▸ **Extract to read**:
====================

Ted Cruz is running for reelection in Texas trying to humanize himself by talking about basketball, and accusing his opponent, Beto O’Rourke, of liking tofu, hating the national anthem, and plotting to ban barbecue. What’s notably missing from Cruz’s campaign message is any recognizable conservative program. The conservative agenda has become at best a distraction, and at worst a liability.
Cruz’s gambit is revealing, because Republican leaders have been insisting that their policy agenda is widely loved by the public. For weeks, they have been planting the excuse that the only reason they might lose the midterm elections is Donald Trump’s erratic personality.
“The decline in unemployment and soaring gross domestic product, along with the tax overhaul Republicans argue is fueling the growth,” reported the New York Times recently, “have been obscured by the president’s inflammatory moves on immigration, Vladimir V. Putin and other fronts, party leaders say …” “If we had to fight this campaign on what we accomplished in Congress and on the state of the economy, I think we’d almost certainly keep our majority …” a Republican involved in running the midterms told Axios. “If there was any way to reduce the noise (unlikely!!) we could survive. [There’s] so much noise [that it doesn’t] allow people to realize economy/life is good.” Americans would remember how much they love and cherish the accomplishments of the Republican Congress, if the president would just pipe down.

====================

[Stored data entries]

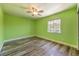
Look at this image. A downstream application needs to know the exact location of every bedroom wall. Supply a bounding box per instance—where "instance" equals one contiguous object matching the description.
[4,13,34,40]
[36,5,78,48]
[0,6,3,50]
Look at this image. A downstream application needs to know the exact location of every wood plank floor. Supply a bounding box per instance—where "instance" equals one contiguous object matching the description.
[0,37,79,56]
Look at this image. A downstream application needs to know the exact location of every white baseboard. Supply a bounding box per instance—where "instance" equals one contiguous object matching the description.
[4,35,33,42]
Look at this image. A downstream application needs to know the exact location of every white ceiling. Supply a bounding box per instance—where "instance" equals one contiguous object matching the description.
[2,3,74,18]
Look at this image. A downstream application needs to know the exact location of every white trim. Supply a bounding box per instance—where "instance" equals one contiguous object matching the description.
[37,36,78,49]
[4,35,33,42]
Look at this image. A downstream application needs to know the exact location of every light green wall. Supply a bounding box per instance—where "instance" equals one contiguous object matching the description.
[36,6,77,47]
[4,6,77,47]
[4,13,34,40]
[0,6,3,42]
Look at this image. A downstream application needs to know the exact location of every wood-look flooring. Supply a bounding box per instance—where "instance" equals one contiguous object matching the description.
[0,37,79,56]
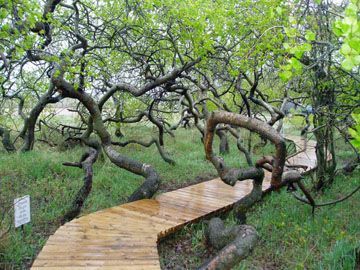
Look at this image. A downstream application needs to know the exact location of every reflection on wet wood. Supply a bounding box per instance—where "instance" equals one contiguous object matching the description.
[32,138,316,270]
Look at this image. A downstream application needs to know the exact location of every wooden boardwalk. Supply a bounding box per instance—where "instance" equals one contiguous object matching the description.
[32,138,316,270]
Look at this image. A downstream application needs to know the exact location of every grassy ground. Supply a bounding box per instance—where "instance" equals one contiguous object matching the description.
[0,121,360,269]
[0,126,271,269]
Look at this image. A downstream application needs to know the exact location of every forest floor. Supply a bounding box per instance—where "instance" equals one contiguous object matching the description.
[0,118,360,269]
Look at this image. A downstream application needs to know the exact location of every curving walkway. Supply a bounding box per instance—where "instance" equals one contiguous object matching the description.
[32,138,316,270]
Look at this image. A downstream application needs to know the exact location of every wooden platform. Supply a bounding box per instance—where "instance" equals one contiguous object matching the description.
[32,138,316,270]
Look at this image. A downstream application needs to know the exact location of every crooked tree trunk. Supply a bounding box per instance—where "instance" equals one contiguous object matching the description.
[204,111,286,187]
[62,145,100,223]
[216,130,230,154]
[0,127,16,153]
[199,218,259,270]
[52,73,160,201]
[19,85,61,152]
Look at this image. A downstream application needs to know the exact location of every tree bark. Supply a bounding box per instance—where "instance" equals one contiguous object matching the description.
[0,127,16,153]
[199,218,258,270]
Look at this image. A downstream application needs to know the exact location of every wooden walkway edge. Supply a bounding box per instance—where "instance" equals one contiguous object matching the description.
[31,138,316,270]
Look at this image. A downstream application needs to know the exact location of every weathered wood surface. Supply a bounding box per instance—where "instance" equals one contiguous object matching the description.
[32,138,316,270]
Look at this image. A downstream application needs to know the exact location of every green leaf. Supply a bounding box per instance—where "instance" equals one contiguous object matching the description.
[340,43,351,55]
[279,70,292,82]
[305,30,315,41]
[341,58,355,71]
[348,37,360,53]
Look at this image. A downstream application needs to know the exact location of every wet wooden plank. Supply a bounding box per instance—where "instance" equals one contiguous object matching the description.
[32,138,316,270]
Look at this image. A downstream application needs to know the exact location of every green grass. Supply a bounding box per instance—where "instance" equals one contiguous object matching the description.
[235,172,360,270]
[0,126,271,269]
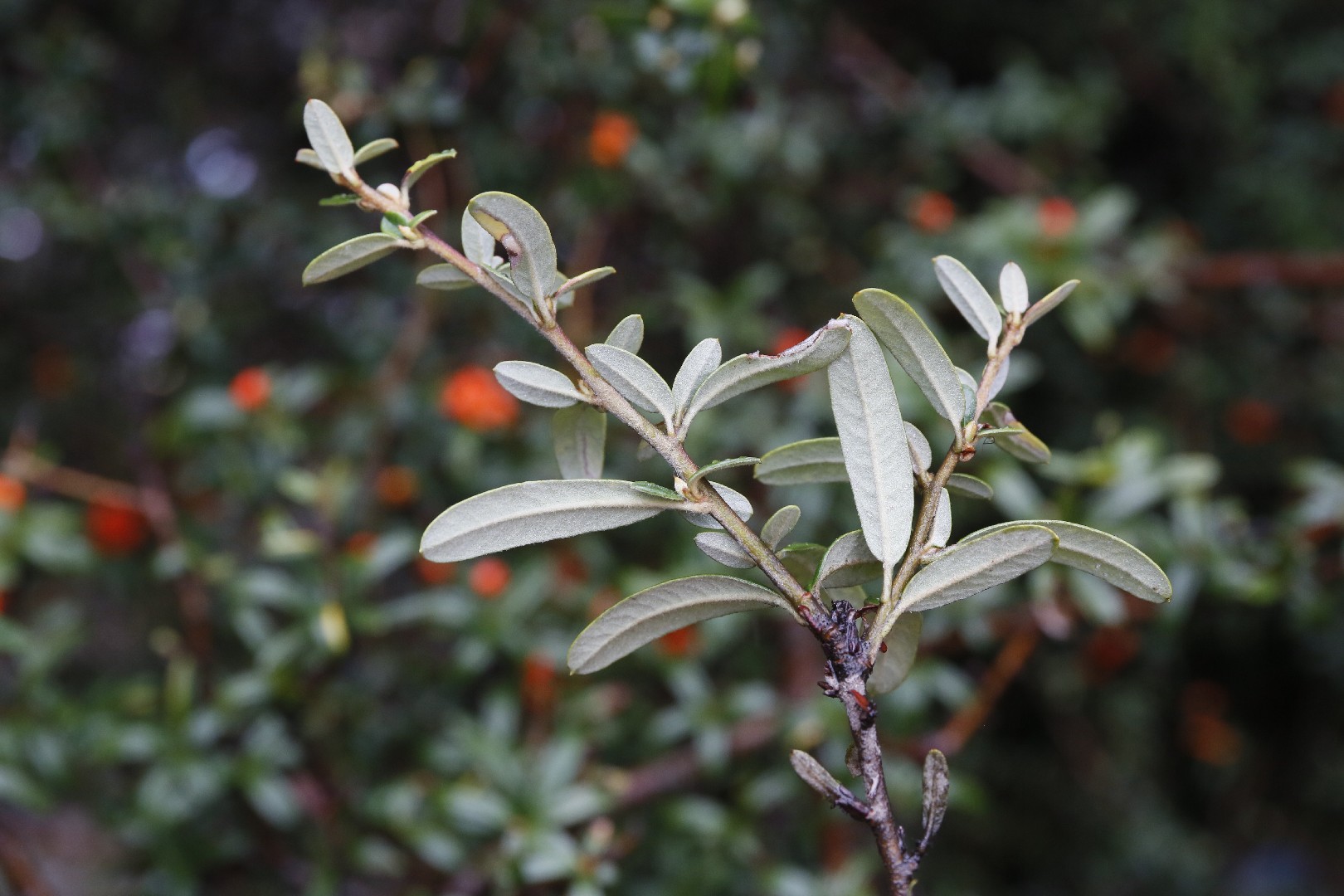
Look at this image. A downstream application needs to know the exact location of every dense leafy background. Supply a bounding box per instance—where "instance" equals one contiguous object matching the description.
[0,0,1344,896]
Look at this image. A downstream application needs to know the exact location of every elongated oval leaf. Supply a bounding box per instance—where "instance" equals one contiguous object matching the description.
[304,234,407,286]
[755,436,848,485]
[897,523,1058,612]
[470,190,563,308]
[999,262,1030,314]
[761,504,802,551]
[933,256,1004,343]
[583,343,672,421]
[815,529,882,588]
[1023,280,1078,326]
[869,612,923,694]
[304,100,355,174]
[947,473,995,501]
[416,265,475,291]
[606,314,644,354]
[681,321,850,427]
[494,362,583,407]
[977,520,1172,603]
[695,532,755,570]
[672,338,723,414]
[355,137,399,165]
[551,403,606,480]
[688,457,761,482]
[568,575,793,674]
[854,289,967,426]
[421,480,680,562]
[826,317,915,567]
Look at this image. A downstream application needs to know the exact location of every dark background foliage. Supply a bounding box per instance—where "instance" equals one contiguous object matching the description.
[0,0,1344,896]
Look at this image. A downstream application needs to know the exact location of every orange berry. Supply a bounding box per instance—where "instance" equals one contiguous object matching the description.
[438,367,519,432]
[228,367,270,414]
[373,466,419,506]
[659,625,700,657]
[1223,397,1278,445]
[416,555,457,584]
[908,189,957,234]
[85,501,149,556]
[466,558,512,601]
[1036,196,1078,239]
[589,111,640,168]
[0,475,28,514]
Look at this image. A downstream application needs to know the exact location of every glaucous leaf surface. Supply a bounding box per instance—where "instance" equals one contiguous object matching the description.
[494,362,583,407]
[606,314,644,354]
[551,402,606,480]
[854,289,967,426]
[583,343,672,421]
[869,612,923,694]
[568,575,793,673]
[755,436,848,485]
[897,523,1058,612]
[468,192,563,308]
[933,256,1004,343]
[981,520,1172,603]
[416,265,475,291]
[826,317,915,567]
[421,480,681,562]
[304,100,355,174]
[681,321,850,429]
[695,532,755,570]
[304,234,406,286]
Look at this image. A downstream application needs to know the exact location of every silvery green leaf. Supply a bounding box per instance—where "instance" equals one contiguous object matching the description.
[947,473,995,501]
[919,750,952,849]
[416,265,475,291]
[695,532,755,570]
[304,234,407,286]
[402,149,456,193]
[672,338,723,414]
[355,137,399,165]
[977,520,1172,603]
[568,575,793,673]
[755,436,848,485]
[304,100,355,174]
[989,354,1012,397]
[606,314,644,354]
[551,403,606,480]
[933,256,1004,343]
[869,612,923,694]
[854,289,967,426]
[761,504,802,551]
[1023,280,1078,325]
[789,750,854,802]
[897,523,1058,612]
[826,316,915,567]
[687,457,761,482]
[999,262,1031,314]
[295,146,327,171]
[470,190,559,308]
[985,402,1049,464]
[904,421,933,470]
[780,542,826,582]
[583,343,672,421]
[681,321,850,429]
[421,480,681,562]
[928,489,952,548]
[816,529,882,588]
[555,267,616,295]
[685,482,752,529]
[494,362,583,407]
[462,207,504,267]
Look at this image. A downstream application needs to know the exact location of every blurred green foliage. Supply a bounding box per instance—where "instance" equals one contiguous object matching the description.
[0,0,1344,896]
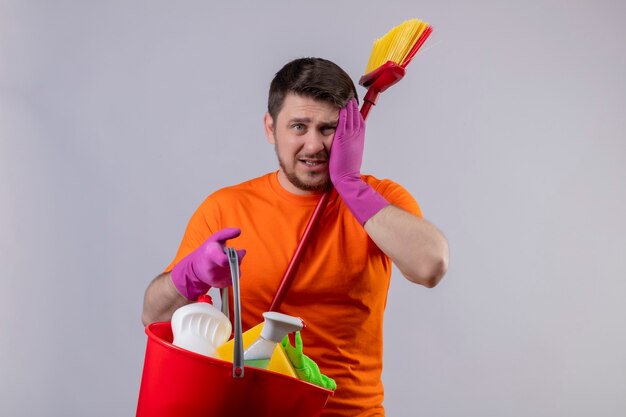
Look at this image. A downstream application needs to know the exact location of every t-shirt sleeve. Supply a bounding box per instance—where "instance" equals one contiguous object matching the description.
[375,180,422,218]
[163,196,219,272]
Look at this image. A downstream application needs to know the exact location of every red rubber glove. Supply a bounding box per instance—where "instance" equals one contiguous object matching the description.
[171,228,246,301]
[329,99,389,225]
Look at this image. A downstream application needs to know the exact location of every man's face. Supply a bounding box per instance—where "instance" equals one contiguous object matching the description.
[265,94,339,194]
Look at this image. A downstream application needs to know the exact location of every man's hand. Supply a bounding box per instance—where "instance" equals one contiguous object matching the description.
[171,228,246,301]
[329,99,389,225]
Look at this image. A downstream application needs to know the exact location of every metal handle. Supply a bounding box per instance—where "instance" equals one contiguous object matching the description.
[225,248,243,378]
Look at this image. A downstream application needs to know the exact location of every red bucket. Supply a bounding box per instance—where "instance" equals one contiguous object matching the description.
[137,322,333,417]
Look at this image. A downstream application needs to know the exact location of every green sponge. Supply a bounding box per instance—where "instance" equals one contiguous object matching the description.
[281,332,337,391]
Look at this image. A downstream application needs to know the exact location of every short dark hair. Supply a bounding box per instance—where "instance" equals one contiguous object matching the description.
[267,58,359,120]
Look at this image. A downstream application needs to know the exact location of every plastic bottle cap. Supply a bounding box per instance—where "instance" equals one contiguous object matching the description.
[261,311,303,343]
[198,294,213,305]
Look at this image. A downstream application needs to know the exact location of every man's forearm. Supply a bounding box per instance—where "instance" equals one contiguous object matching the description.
[141,272,191,326]
[364,206,448,288]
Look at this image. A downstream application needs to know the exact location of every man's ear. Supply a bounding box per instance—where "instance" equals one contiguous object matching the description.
[263,112,276,145]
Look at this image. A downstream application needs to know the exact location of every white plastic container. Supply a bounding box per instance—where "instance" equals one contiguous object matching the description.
[172,295,232,356]
[243,311,304,369]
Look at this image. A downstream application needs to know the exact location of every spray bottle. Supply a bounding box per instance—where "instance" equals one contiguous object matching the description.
[172,294,232,356]
[243,311,304,369]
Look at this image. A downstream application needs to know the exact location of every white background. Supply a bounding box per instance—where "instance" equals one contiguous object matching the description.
[0,0,626,417]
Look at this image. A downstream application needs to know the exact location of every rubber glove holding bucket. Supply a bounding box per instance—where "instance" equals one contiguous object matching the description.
[329,99,389,225]
[171,228,246,301]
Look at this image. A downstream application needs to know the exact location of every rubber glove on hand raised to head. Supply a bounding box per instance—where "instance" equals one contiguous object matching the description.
[171,228,246,301]
[329,99,389,225]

====================

▸ **Explore the material**:
#1 From the piece on Ted Cruz's reelection campaign, reproduce word for word the part that opens with the words containing "Cruz’s gambit is" and closes with "Trump’s erratic personality.".
#2 Translate this sentence from the piece on Ted Cruz's reelection campaign into Spanish: "What’s notably missing from Cruz’s campaign message is any recognizable conservative program."

▸ **Results**:
#1
Cruz’s gambit is revealing, because Republican leaders have been insisting that their policy agenda is widely loved by the public. For weeks, they have been planting the excuse that the only reason they might lose the midterm elections is Donald Trump’s erratic personality.

#2 Lo que falta notablemente en el mensaje de campaña de Cruz es cualquier programa conservador reconocible.